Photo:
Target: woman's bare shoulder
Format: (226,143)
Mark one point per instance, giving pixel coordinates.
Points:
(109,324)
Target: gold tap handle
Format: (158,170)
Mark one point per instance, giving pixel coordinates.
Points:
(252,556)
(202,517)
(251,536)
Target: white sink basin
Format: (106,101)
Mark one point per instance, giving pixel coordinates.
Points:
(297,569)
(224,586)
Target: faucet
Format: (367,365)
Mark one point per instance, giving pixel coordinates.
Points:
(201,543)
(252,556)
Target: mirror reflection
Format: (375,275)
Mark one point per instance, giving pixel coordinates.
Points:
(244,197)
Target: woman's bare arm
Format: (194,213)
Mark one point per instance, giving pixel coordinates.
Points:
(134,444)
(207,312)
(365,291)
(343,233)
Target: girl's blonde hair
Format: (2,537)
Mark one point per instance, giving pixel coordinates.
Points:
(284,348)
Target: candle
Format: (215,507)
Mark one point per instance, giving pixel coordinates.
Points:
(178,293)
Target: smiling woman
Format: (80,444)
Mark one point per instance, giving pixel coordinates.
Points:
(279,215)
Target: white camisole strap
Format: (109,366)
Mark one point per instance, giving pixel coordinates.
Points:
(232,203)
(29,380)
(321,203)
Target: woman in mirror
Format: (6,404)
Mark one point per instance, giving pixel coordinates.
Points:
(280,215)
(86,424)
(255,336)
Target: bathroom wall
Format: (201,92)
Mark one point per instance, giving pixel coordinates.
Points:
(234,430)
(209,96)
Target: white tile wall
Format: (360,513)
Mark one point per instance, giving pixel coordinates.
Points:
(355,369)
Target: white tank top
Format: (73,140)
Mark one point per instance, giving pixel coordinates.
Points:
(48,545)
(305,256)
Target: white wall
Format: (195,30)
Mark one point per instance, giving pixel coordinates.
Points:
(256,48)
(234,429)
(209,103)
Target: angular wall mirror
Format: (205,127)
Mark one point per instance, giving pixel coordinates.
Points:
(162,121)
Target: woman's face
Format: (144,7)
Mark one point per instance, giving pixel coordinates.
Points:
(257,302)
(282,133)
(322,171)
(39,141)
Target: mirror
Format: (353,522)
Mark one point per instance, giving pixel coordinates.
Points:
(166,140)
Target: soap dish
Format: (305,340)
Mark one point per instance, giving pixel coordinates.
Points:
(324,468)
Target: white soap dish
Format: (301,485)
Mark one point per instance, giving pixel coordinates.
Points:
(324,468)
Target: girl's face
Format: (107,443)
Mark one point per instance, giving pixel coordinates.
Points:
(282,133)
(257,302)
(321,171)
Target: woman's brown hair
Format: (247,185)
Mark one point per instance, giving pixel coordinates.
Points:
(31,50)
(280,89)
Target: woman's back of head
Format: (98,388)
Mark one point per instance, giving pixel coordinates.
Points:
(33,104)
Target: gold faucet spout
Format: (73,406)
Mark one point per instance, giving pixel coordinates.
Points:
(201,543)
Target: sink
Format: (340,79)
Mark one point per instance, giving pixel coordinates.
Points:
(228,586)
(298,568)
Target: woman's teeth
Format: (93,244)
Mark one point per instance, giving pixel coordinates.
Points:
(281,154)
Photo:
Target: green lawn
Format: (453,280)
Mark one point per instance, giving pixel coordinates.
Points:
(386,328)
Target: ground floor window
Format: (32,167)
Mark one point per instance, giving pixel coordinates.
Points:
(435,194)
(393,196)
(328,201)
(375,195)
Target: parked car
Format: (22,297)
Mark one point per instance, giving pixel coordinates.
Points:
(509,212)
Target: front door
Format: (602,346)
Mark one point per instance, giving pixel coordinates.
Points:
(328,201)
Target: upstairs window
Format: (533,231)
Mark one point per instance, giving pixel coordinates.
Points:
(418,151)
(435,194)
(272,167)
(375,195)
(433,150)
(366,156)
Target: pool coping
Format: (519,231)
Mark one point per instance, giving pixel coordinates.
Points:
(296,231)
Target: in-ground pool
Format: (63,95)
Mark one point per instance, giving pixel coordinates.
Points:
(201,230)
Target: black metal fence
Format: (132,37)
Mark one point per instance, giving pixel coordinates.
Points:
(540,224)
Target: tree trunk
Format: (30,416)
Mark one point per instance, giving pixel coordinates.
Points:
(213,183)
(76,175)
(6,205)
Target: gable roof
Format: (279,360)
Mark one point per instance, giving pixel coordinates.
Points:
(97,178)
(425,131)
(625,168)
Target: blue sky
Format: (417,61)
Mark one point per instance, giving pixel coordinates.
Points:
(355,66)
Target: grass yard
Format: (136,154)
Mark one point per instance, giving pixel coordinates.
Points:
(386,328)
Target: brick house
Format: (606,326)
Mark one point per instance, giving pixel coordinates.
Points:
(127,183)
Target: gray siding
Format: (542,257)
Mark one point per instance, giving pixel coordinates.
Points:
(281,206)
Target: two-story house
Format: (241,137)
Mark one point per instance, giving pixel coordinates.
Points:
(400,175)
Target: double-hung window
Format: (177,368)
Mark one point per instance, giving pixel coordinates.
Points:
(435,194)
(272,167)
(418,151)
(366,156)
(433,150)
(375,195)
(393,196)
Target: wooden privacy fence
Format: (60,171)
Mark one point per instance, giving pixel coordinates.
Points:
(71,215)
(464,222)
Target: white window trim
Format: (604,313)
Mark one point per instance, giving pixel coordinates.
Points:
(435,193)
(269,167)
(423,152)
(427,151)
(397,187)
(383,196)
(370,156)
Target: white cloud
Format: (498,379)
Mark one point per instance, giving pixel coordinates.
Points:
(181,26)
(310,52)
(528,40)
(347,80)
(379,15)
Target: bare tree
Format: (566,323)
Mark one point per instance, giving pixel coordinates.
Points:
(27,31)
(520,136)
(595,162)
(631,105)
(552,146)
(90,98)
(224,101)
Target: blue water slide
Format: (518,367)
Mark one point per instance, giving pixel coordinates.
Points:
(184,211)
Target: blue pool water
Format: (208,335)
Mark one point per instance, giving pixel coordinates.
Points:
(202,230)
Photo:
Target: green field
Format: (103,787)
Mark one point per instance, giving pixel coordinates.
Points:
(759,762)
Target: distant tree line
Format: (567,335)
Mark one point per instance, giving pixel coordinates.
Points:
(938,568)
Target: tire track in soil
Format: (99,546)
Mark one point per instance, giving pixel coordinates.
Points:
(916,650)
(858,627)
:::::
◆ WHAT IS NEEDED
Could you return the complete listing, word for word?

◆ EXPECTED ANSWER
Photo:
Target: woman's bare shoulder
Format: (226,143)
Mark one point per instance, giving pixel coordinates.
Points:
(109,324)
Target: gold tap handle
Format: (158,170)
Mark one point per instance, giving pixel coordinates.
Points:
(252,556)
(202,517)
(251,536)
Target: white sink basin
Format: (106,101)
Mark one point per instance, giving pixel coordinates.
Points:
(297,569)
(224,586)
Target: faucet
Format: (367,365)
Mark one point per instance, giving pixel coordinates.
Points:
(201,543)
(252,556)
Target: mirror reflection
Format: (375,275)
Mark one point per instance, giving pixel coordinates.
Points:
(244,197)
Target: woman's bare arm
Format: (194,213)
Mark one point per instance, giving pixel coordinates.
Points:
(134,444)
(207,312)
(365,291)
(343,233)
Target: girl's blonde hair
Format: (2,537)
Mark one point per instance, giving pixel coordinates.
Points:
(284,348)
Target: candle
Format: (215,507)
Mark one point per instance, giving pixel coordinates.
Points:
(178,293)
Target: smiling woman
Format: (80,444)
Mark one point per instance, giving pixel coordinates.
Points:
(279,215)
Target: white camisole strap
Format: (109,366)
Mark one point per instance, giving pixel coordinates.
Points:
(232,203)
(29,380)
(321,203)
Target: woman in mirror
Format: (6,404)
Mark one point per instance, giving pixel coordinates.
Points:
(280,215)
(86,424)
(255,336)
Target: bathroom wall
Format: (201,92)
Mark one point per instance, giving pixel coordinates.
Points:
(234,430)
(209,96)
Target: white tile wall
Format: (360,513)
Mark one point per instance, giving pixel coordinates.
Points:
(355,369)
Target: white tank top
Format: (73,140)
Mark one point per instance, giving pixel coordinates.
Points:
(48,545)
(305,256)
Target: white wall
Format: (195,30)
Mark one point per instance, giving pixel coordinates.
Points:
(256,48)
(234,429)
(209,103)
Target: angular wall mirror
Format: (205,127)
Mark one point per instance, giving pixel coordinates.
Points:
(162,121)
Target: woman's face
Format: (144,7)
Mark one point per instance, giving pixel coordinates.
Points:
(257,302)
(282,133)
(322,171)
(39,141)
Target: mirror
Format: (353,522)
Mark one point per instance, giving pixel coordinates.
Points:
(166,140)
Target: soap dish
Format: (305,340)
Mark one point per instance, giving pixel coordinates.
Points:
(324,468)
Target: white soap dish
Format: (301,485)
Mark one point per instance, giving pixel coordinates.
Points:
(324,468)
Target: girl's face
Format: (107,443)
Mark one point per instance, giving pixel coordinates.
Points:
(282,133)
(257,302)
(321,171)
Target: woman's brown hair
Format: (247,185)
Mark one point per instance, giving pixel coordinates.
Points:
(31,50)
(280,89)
Target: woman's back of head
Format: (98,388)
Mark one point per instance, giving pixel coordinates.
Points:
(33,104)
Target: gold faucet spout
Format: (73,406)
Mark one point per instance, giving pixel coordinates.
Points:
(201,543)
Target: sink
Format: (340,79)
Mark one point per instance, giving pixel coordinates.
Points:
(228,586)
(298,568)
Target: woman's teeth
Format: (93,244)
Mark one point per instance, giving pixel coordinates.
Points:
(281,154)
Photo:
Target: green lawn
Format: (453,280)
Mark one point per instance, giving pixel coordinates.
Points:
(386,328)
Target: ground floor window
Format: (32,167)
Mark one point per instance, giving pixel coordinates.
Points:
(435,194)
(393,196)
(328,201)
(375,195)
Target: parked car
Format: (22,297)
Mark one point per instance, giving pixel coordinates.
Points:
(509,212)
Target: front door
Format: (602,346)
Mark one point per instance, giving pixel coordinates.
Points:
(328,201)
Target: upstairs window
Format: (533,231)
Mark one point per instance, giving pixel coordinates.
Points:
(418,151)
(435,194)
(272,167)
(375,195)
(433,150)
(366,156)
Target: pool coping
Format: (519,231)
Mark one point per instance, giving pixel coordinates.
Points:
(296,231)
Target: in-ground pool
Format: (63,95)
Mark one point per instance, giving pixel coordinates.
Points:
(201,230)
Target: black metal fence
Format: (132,37)
Mark one point per instance, giving pixel coordinates.
Points:
(540,224)
Target: tree trunk
Format: (30,416)
Mark one point per instance, giving pixel coordinates.
Points:
(213,183)
(76,175)
(6,205)
Target: gable roof
Format: (279,360)
Mark one point per instance, giving pixel coordinates.
Points:
(97,178)
(425,131)
(625,168)
Target: blue sky
Format: (417,61)
Mark one point per instance, giving pixel coordinates.
Points:
(355,66)
Target: grass yard
Format: (136,154)
Mark one point per instance, giving pixel coordinates.
Points:
(386,328)
Target: brick house
Format: (606,326)
Mark one point per instance, giving pixel coordinates.
Points:
(127,183)
Target: gray siding
Format: (542,257)
Mark one point per instance, giving pixel coordinates.
Points:
(281,206)
Target: two-story house
Format: (241,137)
Mark one point per instance, giving pixel coordinates.
Points:
(400,175)
Target: double-hung window
Format: (177,368)
Mark one point per instance, giving pixel coordinates.
Points:
(435,194)
(272,167)
(418,151)
(366,156)
(433,150)
(375,195)
(393,196)
Target: wooden privacy fence
Format: (60,171)
Mark one point per instance, giving pixel coordinates.
Points:
(71,215)
(464,222)
Target: white window trim
Format: (604,313)
Mark one point per instance, giving pixel coordinates.
Points:
(435,193)
(269,167)
(423,152)
(427,151)
(397,187)
(383,196)
(370,156)
Target: white cloud
Format: (498,379)
Mark one point per instance, giving pixel coordinates.
Points:
(181,26)
(310,52)
(528,40)
(347,80)
(379,15)
Target: bare tree
Format: (566,323)
Mark one point per instance, giving pixel coordinates.
Points:
(27,31)
(520,136)
(595,162)
(631,105)
(552,146)
(90,98)
(224,101)
Target: blue water slide
Format: (518,367)
Mark one point per instance, giving pixel coordinates.
Points:
(184,211)
Target: blue pool water
Format: (208,335)
Mark one point per instance, giving pixel coordinates.
Points:
(202,230)
Photo:
Target: green field
Format: (103,787)
Mark one point per instance, giving pixel coordinates.
Points:
(759,762)
Target: distant tree line
Format: (567,335)
Mark one point per instance, giving pixel coordinates.
Points:
(938,568)
Target: tire track in soil
Format: (99,546)
Mark one point per instance, giving pixel coordinates.
Points:
(916,650)
(858,627)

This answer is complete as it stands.